Work instructions: Note each line in the data holding the string "snow" and report it.

Extracted data:
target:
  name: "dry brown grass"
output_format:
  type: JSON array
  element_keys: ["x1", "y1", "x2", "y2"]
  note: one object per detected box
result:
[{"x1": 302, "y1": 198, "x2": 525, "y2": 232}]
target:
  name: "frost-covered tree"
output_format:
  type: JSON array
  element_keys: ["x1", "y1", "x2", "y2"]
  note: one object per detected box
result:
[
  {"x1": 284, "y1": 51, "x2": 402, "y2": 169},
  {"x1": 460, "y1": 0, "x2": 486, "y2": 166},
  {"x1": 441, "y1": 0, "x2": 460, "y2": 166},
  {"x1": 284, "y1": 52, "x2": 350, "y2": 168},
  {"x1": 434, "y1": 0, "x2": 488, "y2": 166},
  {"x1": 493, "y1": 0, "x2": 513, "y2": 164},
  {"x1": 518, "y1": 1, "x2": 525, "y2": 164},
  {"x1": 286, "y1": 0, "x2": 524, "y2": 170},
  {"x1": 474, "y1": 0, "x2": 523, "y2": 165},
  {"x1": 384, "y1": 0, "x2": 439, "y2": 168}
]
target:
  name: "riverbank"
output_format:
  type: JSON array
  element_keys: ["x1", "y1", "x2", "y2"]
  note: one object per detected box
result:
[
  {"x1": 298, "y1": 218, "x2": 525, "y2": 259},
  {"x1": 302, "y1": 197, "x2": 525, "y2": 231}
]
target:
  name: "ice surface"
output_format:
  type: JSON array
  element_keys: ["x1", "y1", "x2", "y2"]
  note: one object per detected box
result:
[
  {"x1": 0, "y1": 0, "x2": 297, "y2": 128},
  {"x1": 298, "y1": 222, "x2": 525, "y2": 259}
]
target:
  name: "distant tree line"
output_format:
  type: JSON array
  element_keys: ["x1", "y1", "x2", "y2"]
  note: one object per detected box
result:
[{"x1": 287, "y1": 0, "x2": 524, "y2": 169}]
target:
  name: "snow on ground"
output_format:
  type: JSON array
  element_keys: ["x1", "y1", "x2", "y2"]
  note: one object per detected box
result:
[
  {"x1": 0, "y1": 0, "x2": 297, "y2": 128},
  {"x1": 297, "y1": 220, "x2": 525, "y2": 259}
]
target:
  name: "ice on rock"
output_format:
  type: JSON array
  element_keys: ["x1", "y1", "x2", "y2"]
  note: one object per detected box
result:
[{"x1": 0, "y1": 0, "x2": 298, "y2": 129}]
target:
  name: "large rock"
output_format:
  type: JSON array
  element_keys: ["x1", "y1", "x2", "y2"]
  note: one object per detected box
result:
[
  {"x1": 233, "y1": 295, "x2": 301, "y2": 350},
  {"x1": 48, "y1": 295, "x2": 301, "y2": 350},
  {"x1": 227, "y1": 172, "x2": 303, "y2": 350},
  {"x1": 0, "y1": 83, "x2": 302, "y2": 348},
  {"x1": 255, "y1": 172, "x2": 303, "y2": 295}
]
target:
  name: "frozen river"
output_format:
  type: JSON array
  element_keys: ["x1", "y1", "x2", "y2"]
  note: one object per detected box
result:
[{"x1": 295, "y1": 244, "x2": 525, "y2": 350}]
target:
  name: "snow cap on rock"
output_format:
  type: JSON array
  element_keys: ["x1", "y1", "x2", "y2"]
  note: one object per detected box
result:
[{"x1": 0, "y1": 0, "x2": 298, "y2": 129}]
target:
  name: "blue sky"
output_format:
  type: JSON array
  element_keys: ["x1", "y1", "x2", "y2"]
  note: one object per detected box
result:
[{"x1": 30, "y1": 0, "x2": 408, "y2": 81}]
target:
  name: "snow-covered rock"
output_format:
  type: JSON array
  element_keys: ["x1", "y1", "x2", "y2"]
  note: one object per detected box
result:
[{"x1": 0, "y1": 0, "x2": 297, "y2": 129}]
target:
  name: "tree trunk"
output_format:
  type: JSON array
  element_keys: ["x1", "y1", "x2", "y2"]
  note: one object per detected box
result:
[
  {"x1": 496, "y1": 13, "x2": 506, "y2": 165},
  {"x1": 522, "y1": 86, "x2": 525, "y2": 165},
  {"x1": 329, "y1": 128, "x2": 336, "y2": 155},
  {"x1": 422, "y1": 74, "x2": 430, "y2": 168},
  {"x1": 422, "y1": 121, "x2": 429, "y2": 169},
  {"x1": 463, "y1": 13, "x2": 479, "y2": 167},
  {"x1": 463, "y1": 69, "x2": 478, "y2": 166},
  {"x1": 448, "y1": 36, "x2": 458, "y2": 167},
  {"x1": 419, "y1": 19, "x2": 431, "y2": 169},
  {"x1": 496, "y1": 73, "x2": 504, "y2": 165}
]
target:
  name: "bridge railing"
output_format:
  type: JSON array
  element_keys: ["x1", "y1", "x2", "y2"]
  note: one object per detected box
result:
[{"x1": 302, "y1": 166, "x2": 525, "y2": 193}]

Solved problem:
  name: "snow on ground"
  name: "snow cap on rock"
  name: "snow-covered rock"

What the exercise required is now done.